To do: Carry on the passage about TK and NF-κB activation in glutamate-treated cortical neurons, starting right after its last sentence.

Supplied passage:
● ● ●
Accumulating evidence has revealed that activation of the ERK1/2 pathway is involved in NF-κB activation induced by glutamate (Cruise et al.,2000; Lipsky et al.,2001). To elucidate further the signaling pathways involved in the neuroprotective activity of TK, we adopted two methods to analyze the activity of NF-κB indirectly and directly. Results from Western blot analysis demonstrated that glutamate stimulation induces a brief but significant IKK phosphorylation. TK pretreatment not only increases basal level of p-IKK but also significantly promotes the p-IKK level in glutamate-treated neurons. Although MK-801 at a concentration of 10 μM is known to block completely NMDA- and Aβ1–40-induced NF-κB activation in cerebellar granule cells (Lipsky et al.,2001; Kawamoto et al.,2008), under our experimental conditions, NMDA and AMPA receptor antagonists MK-801 (10 μM) and CNQX (20 μM) or the ERK inhibitor PD98059 (10 μM) partially attenuated IKK phosphorylation in cultured cortical neurons stimulated by glutamate. The B2R inhibitor HOE140 blocks completely the increases in the level of p-IKK induced by TK pretreatment. Immunohistochemical staining revealed that cultured cortical neurons pretreated with TK prior to glutamate exposure exhibited much a stronger nuclear p65 immunostaining than those exposed to glutamate alone, which suggests that TK promotes the nuclear translocation of NF-κB in glutamate-treated neurons. These findings reveal that TK, through B2R, activates the IKK-NF-κB signaling pathway through the ERK1/2 signaling pathway. Our data are consistent with previous reports (Cruise et al.,2000; Lipsky et al.,2001).
● ● ●
Information shown:
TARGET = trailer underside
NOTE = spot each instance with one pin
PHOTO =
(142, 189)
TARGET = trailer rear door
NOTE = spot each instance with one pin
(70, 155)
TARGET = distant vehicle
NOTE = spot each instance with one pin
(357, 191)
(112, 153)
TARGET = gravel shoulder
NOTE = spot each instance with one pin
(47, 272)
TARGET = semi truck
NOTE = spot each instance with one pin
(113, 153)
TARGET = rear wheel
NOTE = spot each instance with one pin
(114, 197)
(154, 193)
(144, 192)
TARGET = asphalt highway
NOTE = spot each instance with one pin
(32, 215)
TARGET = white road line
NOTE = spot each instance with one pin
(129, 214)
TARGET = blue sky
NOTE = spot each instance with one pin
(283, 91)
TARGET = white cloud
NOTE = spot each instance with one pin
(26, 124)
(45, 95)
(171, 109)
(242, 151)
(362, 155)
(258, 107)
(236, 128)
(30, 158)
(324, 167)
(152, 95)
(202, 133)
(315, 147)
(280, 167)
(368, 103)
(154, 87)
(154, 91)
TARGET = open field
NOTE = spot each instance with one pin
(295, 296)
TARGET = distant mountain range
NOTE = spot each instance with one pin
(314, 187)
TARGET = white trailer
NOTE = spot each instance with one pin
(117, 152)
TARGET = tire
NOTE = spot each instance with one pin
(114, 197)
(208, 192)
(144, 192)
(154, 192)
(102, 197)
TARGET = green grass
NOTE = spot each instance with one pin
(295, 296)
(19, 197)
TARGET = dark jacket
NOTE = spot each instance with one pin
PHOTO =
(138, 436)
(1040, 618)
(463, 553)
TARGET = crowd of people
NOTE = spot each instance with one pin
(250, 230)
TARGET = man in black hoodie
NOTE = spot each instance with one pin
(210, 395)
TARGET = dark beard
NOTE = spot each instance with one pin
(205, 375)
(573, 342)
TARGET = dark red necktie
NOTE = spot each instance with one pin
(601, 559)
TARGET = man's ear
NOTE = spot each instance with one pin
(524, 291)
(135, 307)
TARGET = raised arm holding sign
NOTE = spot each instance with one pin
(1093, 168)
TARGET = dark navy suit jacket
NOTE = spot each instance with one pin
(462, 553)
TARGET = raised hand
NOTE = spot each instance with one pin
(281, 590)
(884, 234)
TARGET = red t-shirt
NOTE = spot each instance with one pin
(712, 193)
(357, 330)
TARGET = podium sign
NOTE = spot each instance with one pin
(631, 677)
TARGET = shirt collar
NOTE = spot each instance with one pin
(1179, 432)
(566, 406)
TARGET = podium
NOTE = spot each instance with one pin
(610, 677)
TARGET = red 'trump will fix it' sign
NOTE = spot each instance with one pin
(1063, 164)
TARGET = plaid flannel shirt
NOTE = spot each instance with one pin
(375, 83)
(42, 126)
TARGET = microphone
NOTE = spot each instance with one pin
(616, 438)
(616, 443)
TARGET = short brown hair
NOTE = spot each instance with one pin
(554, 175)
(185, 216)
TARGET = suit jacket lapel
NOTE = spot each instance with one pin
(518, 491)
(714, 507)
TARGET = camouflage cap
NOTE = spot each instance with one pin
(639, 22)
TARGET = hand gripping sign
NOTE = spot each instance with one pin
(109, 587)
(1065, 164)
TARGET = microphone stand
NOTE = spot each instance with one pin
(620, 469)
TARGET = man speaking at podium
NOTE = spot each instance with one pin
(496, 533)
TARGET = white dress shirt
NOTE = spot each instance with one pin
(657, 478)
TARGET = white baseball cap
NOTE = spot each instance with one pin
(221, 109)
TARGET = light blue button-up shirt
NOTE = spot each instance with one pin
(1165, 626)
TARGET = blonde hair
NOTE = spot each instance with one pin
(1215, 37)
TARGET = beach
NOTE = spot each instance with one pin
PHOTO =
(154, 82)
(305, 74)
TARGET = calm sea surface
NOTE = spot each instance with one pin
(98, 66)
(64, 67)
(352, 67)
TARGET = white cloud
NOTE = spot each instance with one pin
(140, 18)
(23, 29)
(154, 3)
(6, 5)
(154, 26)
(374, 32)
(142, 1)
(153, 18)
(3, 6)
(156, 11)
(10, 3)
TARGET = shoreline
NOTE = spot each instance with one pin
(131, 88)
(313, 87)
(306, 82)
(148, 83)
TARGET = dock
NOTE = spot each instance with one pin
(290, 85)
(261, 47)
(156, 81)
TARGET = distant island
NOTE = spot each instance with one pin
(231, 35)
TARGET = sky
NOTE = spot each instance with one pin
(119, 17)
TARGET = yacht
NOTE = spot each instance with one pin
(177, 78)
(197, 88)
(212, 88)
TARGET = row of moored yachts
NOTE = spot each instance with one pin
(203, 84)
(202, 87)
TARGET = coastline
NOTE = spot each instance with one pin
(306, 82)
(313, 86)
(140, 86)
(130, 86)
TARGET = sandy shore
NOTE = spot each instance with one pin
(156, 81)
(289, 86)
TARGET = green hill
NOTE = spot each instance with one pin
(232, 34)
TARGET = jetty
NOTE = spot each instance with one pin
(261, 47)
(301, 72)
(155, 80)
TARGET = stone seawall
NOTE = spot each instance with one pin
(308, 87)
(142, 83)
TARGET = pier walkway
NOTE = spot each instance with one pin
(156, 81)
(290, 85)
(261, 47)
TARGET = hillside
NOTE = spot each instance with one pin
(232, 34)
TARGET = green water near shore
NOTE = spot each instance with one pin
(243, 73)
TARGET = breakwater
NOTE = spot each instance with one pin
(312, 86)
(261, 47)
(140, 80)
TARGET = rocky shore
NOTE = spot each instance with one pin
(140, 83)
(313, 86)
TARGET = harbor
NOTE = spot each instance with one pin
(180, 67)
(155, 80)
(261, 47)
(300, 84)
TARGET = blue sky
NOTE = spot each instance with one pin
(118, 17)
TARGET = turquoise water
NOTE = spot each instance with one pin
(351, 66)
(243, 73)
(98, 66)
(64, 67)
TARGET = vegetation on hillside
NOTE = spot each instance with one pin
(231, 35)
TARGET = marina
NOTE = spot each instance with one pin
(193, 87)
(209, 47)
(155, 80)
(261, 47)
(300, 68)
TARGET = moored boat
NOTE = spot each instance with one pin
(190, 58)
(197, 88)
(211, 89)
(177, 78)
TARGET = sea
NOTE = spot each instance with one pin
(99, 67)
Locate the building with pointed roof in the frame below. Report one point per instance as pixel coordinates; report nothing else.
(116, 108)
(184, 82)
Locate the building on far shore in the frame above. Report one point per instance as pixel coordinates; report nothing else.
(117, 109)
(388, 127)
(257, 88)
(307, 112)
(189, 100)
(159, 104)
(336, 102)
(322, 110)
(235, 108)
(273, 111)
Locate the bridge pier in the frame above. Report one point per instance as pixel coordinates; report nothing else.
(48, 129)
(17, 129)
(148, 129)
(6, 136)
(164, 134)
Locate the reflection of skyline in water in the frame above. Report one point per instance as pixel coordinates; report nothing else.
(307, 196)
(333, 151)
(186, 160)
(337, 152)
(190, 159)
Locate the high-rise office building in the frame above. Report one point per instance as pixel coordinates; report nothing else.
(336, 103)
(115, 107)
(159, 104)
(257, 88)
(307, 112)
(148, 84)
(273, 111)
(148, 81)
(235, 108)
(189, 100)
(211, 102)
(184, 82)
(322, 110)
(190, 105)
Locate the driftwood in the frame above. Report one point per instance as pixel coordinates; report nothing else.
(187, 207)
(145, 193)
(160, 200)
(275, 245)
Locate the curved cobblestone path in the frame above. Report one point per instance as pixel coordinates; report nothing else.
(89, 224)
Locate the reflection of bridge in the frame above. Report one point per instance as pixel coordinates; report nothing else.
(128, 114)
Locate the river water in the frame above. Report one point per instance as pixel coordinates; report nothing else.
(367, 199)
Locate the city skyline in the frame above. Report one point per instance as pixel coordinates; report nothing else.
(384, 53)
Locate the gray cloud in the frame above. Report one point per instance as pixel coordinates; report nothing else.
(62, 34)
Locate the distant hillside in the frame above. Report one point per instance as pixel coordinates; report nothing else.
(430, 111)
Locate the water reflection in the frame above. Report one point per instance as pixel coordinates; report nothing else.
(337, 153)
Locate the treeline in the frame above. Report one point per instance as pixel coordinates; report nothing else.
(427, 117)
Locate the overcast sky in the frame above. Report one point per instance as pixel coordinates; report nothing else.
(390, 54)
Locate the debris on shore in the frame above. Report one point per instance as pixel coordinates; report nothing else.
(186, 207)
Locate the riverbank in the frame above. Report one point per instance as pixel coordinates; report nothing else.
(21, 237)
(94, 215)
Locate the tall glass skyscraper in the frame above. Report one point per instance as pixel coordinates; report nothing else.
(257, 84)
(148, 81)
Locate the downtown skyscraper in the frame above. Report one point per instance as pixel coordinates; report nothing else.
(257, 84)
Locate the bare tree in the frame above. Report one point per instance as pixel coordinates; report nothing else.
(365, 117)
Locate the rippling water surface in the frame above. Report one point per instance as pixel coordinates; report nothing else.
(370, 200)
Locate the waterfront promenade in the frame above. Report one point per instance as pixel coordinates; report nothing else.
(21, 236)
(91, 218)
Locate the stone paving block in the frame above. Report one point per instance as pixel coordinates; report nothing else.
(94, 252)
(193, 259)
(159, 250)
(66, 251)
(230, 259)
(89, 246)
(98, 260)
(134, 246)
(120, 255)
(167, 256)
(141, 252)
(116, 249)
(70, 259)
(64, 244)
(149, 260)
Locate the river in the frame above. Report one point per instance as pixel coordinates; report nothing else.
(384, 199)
● ● ●
Expected answer:
Several previous studies have demonstrated that ERK1/2 and NF-κB activation induces expression of genes involved in cell proliferation, growth factor regulation, and apoptosis. BDNF and Bcl-2 are key targets of NF-κB involved in NMDA receptor-mediated survival-promoting and antiapoptotic signaling (Zhu et al.,2005). Our observations demonstrate that a 12-hr pretreatment with TK or BK promotes the levels of BDNF and Bcl-2 mRNA in cortical neurons with or without glutamate exposure, which is comparable to the effects produced by ionotropic glutamate receptor inhibitors. TK application or blockade of ionotropic glutamate receptors also up-regulates the decreased expression level of Bcl-2 protein induced by glutamate, whereas the specific B2R or ERK inhibitor largely abolishes the up-regulation. These results indicate that up-regulation of BDNF and Bcl-2 expression is involved in the neuroprotective activity of TK, which is similar to previous reports on protective effects of NMDA against glutamate toxicity (Lipsky et al.,2001; Zhu et al.,2005). In summary, TK, acting mainly through B2R, plays a protective role against glutamate-induced neurotoxicity in cultured cortical neurons, by conferring resistance to oxidative stress and suppressing neuronal apoptosis, in part through phosphorylation of the ERK1/2, in particular ERK1, and subsequent activation of the IKK-NF-κB signaling pathway, which in turn up-regulates the expression of antiapoptotic and survival genes, including Bcl-2 and BDNF.